→ **Aufgabenbeschreibung**
Nehmen Sie die Festivalbesprechung über Craig Taborn und Christian Kühn nach ihrem letzten Satz auf und führen Sie sie weiter.

Wie sich ein breites Feld an Klangsprachen klug verbinden lässt, zeigt jedenfalls der US-Amerikaner Craig Taborn. Was mit einem gehörigen Rabatz beginnt, entwickelt sich zum schillernden Kaleidoskop der Sounds. Taborn, Pianist und Keyboarder, hat nicht nur sein Trio ungewöhnlich besetzt (mit Tomeka Reid am Cello und Ches Smith an Vibraphon und Schlagzeug), er schmiedet auch stilistisch neuartige Koalitionen: Da werden wallende Klangwolken mit Synthie-Obertönen durchzogen, da wecken knackige Elektro-Beats Erinnerungen an Hip-Hop und werden alsbald von ziselierten Sololinien überwuchert: sinnliche Metamorphosen. Dass man als Genre-Pluralist auch weniger subtil vorgehen kann, ruft einem allerdings der Gitarrist Christian Kühn ins Gedächtnis: Er liefert mit seiner Kombo Kuhn Fu Vi vor allem einen Haufen an Stilzitaten. Surfrock trifft Schabernack trifft Freejazz trifft Faust trifft Auge. Ein Aberwitz, der seine Pointen hätte – wären sie nicht in den Festival-Vorjahren von ähnlichen Stilmixern verbraucht worden.

→ **Gespeicherte Zeilen**
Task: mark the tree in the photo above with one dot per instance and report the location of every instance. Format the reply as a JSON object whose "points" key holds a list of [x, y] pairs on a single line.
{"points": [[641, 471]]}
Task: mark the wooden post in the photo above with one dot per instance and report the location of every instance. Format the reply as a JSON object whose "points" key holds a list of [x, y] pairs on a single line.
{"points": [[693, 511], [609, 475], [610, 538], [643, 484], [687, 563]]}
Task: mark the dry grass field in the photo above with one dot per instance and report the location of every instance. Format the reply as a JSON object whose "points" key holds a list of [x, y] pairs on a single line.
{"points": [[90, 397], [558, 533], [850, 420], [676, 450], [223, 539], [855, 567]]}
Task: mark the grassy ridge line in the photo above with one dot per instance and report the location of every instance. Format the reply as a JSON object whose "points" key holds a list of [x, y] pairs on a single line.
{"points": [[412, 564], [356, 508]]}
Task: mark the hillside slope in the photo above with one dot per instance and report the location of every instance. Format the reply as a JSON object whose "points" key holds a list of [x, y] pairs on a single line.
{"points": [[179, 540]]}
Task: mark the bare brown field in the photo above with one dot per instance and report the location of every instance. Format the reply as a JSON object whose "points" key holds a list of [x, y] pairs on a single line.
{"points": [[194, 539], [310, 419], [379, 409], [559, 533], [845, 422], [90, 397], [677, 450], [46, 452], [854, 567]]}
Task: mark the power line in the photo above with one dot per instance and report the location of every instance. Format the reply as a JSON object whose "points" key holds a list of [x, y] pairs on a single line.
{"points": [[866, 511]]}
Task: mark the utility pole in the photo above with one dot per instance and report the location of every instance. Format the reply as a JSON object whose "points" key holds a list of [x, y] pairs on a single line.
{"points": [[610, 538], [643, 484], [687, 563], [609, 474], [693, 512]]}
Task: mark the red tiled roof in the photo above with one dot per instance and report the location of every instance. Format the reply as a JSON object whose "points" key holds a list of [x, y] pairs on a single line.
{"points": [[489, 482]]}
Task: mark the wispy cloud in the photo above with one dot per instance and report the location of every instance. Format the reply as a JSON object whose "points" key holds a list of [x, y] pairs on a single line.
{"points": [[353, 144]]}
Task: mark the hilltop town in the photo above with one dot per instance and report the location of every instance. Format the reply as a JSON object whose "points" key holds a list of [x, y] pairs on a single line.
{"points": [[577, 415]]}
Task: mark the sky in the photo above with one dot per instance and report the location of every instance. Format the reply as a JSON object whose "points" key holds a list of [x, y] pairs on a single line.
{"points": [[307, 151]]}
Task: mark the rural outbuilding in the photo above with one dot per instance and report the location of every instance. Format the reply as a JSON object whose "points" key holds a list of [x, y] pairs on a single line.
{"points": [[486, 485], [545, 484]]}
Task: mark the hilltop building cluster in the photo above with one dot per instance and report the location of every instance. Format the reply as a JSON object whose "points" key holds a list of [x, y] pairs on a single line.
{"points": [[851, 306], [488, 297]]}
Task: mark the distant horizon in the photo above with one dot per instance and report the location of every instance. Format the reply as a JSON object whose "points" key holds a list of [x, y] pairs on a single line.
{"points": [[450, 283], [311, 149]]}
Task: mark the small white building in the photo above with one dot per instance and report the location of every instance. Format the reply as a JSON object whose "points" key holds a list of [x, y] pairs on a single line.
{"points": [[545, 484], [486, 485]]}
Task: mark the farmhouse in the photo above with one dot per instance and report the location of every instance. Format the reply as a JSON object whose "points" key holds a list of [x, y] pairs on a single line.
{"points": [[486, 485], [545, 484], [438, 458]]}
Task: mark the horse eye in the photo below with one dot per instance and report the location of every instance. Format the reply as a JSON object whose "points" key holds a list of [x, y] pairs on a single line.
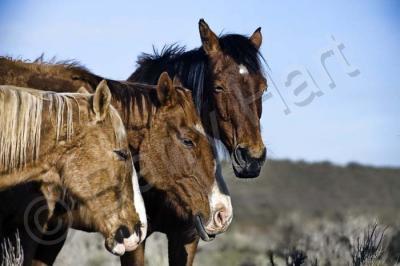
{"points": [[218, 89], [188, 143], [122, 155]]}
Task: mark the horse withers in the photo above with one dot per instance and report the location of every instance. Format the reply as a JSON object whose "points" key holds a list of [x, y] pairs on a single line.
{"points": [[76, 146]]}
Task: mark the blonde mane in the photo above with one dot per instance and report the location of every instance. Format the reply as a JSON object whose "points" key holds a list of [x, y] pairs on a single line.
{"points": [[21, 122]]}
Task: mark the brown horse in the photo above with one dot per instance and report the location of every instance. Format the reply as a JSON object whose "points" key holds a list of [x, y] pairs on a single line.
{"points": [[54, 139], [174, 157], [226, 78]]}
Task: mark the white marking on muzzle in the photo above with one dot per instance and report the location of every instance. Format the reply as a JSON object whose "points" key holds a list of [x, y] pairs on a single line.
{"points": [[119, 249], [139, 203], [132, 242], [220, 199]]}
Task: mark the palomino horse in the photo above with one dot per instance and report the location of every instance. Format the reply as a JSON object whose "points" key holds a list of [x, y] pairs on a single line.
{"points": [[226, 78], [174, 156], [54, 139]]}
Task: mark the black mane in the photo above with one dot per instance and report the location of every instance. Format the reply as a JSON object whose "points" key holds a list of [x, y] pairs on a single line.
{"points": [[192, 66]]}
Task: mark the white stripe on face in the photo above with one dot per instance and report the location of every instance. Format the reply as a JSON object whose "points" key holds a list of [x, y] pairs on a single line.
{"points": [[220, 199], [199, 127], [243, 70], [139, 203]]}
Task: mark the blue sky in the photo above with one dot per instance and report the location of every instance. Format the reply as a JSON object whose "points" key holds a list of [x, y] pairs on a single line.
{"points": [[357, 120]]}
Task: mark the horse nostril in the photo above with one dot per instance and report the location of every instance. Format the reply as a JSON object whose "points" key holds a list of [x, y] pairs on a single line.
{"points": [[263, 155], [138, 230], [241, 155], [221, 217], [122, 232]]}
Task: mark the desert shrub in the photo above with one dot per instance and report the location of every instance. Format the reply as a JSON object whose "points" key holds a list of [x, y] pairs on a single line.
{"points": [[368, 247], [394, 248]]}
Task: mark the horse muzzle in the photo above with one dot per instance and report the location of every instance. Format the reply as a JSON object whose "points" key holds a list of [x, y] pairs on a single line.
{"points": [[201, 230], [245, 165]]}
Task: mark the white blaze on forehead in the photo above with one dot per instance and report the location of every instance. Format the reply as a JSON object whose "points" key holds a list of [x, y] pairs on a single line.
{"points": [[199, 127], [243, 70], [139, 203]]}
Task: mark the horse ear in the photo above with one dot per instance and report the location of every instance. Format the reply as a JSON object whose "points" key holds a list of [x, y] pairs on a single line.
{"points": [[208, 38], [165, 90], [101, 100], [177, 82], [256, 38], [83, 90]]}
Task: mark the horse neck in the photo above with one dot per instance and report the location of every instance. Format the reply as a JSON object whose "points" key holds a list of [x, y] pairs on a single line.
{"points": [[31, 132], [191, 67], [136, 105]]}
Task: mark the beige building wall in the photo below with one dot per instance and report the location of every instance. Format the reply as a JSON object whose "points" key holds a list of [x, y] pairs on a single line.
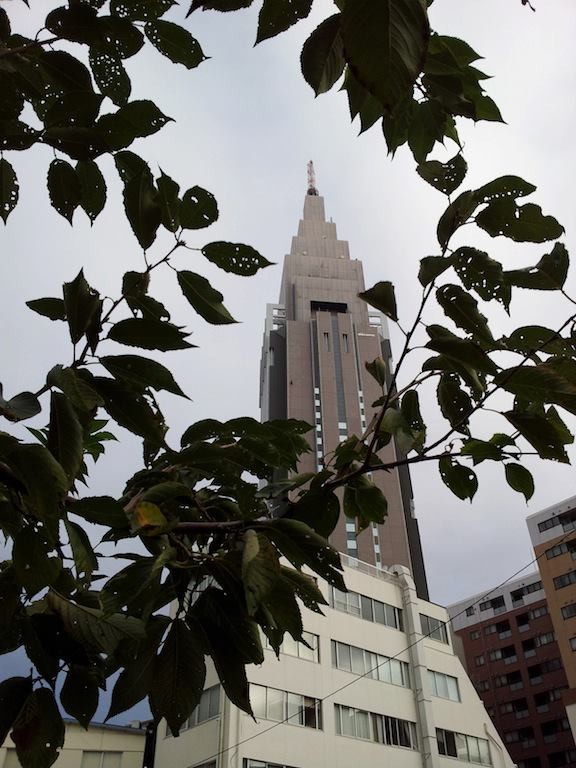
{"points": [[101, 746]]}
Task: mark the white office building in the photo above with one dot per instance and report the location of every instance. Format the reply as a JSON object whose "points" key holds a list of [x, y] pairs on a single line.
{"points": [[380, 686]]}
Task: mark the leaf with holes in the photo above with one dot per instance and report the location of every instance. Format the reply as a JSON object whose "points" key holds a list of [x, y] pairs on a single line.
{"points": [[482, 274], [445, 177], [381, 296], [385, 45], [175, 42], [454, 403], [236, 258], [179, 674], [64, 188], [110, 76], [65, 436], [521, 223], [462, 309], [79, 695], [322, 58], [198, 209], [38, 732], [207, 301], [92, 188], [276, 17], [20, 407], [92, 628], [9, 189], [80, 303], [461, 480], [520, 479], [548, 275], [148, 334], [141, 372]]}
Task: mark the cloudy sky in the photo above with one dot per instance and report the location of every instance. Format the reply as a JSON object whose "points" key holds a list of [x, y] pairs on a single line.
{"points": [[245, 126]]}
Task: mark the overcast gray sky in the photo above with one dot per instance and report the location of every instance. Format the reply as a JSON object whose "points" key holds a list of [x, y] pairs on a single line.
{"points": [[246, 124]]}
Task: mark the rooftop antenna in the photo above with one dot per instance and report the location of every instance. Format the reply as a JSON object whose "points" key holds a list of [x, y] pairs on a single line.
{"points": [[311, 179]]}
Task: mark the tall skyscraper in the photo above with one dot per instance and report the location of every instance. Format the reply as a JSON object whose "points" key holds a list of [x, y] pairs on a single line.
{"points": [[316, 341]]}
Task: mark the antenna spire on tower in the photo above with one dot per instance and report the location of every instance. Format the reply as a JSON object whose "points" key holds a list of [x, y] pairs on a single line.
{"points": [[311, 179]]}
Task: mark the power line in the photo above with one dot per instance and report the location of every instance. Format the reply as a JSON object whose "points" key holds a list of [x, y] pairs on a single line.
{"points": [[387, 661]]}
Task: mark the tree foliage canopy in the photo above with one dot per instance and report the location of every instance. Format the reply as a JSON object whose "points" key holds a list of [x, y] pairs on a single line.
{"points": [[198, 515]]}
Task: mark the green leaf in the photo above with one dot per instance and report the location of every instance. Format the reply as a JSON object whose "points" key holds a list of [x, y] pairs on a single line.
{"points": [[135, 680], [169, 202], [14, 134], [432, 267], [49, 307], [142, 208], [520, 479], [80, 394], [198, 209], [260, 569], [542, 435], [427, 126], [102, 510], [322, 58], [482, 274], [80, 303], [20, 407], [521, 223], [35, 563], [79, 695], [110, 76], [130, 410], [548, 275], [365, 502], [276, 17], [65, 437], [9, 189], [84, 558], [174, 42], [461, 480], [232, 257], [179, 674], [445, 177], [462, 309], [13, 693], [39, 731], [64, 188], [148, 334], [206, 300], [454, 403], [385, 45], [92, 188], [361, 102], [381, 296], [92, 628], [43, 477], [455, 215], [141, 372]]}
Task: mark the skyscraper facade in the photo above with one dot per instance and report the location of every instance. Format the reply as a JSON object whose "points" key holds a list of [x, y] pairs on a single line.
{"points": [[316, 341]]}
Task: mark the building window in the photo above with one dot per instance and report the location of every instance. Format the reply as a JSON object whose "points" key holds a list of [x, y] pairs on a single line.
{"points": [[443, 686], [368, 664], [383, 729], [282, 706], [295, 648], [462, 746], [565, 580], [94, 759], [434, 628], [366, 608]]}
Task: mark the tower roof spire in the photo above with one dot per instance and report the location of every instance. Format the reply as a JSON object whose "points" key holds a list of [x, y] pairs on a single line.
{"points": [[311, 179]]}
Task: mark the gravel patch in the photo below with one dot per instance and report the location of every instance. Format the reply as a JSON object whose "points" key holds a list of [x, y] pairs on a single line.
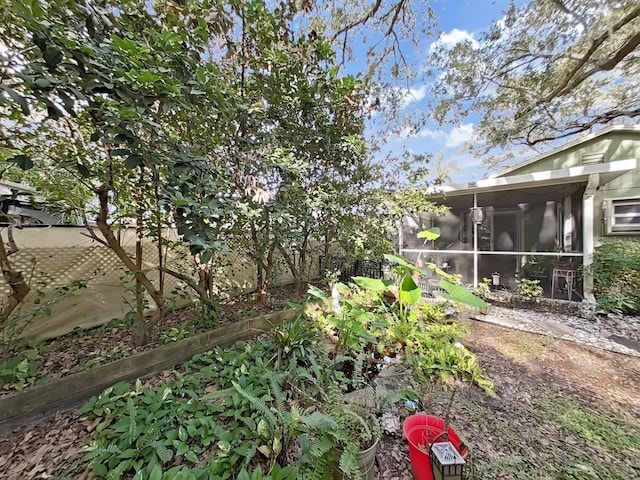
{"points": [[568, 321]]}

* * *

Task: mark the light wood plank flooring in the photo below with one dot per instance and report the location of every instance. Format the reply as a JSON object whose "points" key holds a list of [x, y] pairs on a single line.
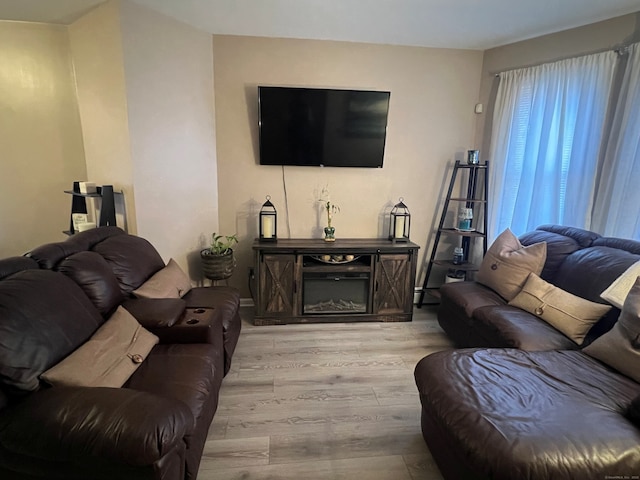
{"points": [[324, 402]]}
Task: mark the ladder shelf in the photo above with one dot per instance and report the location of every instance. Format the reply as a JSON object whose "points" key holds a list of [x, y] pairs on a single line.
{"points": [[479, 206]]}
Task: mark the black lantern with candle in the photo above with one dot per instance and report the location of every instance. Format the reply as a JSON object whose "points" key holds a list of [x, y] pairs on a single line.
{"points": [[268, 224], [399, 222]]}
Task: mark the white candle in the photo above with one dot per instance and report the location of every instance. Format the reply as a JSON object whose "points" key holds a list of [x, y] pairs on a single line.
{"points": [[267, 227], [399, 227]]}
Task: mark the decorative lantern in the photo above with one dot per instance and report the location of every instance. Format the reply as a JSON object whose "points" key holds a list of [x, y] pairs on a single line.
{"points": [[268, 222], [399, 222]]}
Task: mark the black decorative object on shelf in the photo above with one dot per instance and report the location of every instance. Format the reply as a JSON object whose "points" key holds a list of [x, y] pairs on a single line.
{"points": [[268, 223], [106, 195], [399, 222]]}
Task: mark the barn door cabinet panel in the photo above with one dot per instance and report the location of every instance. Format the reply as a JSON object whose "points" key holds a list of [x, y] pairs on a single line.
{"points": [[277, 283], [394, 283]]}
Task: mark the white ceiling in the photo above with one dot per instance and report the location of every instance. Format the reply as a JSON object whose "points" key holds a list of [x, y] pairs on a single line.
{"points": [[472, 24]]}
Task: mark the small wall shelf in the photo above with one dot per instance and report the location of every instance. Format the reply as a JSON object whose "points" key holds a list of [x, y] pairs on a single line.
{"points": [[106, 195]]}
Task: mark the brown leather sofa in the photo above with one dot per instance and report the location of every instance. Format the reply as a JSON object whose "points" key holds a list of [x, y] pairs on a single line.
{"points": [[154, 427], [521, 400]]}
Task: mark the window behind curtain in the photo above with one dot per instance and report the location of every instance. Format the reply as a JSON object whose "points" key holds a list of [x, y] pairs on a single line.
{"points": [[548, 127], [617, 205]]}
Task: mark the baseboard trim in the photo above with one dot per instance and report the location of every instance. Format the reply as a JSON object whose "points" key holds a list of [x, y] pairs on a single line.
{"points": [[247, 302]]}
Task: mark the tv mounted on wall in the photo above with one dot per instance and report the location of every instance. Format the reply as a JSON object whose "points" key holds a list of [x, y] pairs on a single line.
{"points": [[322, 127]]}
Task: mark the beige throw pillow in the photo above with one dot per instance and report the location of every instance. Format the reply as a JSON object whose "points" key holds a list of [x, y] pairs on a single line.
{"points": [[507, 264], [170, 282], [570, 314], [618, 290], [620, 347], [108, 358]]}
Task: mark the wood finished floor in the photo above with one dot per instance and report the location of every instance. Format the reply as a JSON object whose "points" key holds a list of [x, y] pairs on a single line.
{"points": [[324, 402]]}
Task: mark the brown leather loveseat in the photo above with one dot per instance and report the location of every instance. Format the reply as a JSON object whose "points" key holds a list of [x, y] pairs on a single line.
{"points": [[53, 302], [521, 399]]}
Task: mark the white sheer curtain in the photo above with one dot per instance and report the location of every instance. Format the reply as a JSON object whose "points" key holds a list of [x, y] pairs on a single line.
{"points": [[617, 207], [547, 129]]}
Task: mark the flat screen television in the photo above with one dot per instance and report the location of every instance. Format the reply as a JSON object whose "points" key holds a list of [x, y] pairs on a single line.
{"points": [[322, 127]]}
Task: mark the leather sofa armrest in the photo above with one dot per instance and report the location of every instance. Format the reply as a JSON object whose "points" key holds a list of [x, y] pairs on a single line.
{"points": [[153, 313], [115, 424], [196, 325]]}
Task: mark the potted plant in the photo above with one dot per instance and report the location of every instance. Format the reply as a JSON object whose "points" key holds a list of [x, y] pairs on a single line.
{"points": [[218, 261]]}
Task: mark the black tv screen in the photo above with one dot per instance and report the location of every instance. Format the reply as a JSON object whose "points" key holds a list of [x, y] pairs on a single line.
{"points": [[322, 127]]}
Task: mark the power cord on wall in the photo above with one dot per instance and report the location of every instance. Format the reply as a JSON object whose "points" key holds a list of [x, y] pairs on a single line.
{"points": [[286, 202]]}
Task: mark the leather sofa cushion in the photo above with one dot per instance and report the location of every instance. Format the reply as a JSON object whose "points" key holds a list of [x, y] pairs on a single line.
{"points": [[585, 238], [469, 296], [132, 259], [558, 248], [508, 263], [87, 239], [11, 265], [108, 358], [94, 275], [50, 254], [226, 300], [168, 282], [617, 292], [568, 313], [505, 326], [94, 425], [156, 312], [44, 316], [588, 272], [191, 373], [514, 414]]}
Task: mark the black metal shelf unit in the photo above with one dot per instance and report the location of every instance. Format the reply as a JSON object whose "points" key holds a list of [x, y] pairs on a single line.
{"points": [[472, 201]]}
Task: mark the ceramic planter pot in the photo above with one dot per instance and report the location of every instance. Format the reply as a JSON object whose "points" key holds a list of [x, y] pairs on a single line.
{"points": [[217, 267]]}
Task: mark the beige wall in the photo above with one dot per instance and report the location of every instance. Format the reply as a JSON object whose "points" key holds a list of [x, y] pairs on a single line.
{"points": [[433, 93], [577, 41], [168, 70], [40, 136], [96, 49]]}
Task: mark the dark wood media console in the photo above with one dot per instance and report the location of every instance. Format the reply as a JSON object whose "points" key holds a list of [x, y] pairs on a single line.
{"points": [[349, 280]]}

→ **Antwort zur Aufgabe**
Nachgerade frisch wirkt daneben der Auftritt von Camae Ayewa, auch wenn die Afro-Amerikanerin mit dem Künstlernamen Moor Mother Goddess („maurische Muttergöttin“) und ihre Band Irreversible Entanglements an das Vermächtnis von John Coltrane in seiner ekstatisch-spirituellen Phase andocken: Das Quintett der aktivistischen Rapperin betätigt sich erst einmal in rituellem Trommeln, allmählich quäkt das Saxofon, röhrt die Trompete, nehmen Schlagzeug und Bass grimmig Fahrt auf: Eine Wutsturmmusik bricht los und bereitet die Bühne für die Mantra-haften Anklagen der Frontfrau. „Zu viele Waffen!“, sagt sie. „So viel Gewalt!“ Ein anderes Mal: „Was werden wir unseren Kindern sagen?“ Ayewas Zornespredigt, Abrechnung mit (postkolonialen) Widernissen und Anbahnung höherer Gerechtigkeit gleichermaßen, bezieht ihre Kraft vor allem aus einem brennheißen Klangbild.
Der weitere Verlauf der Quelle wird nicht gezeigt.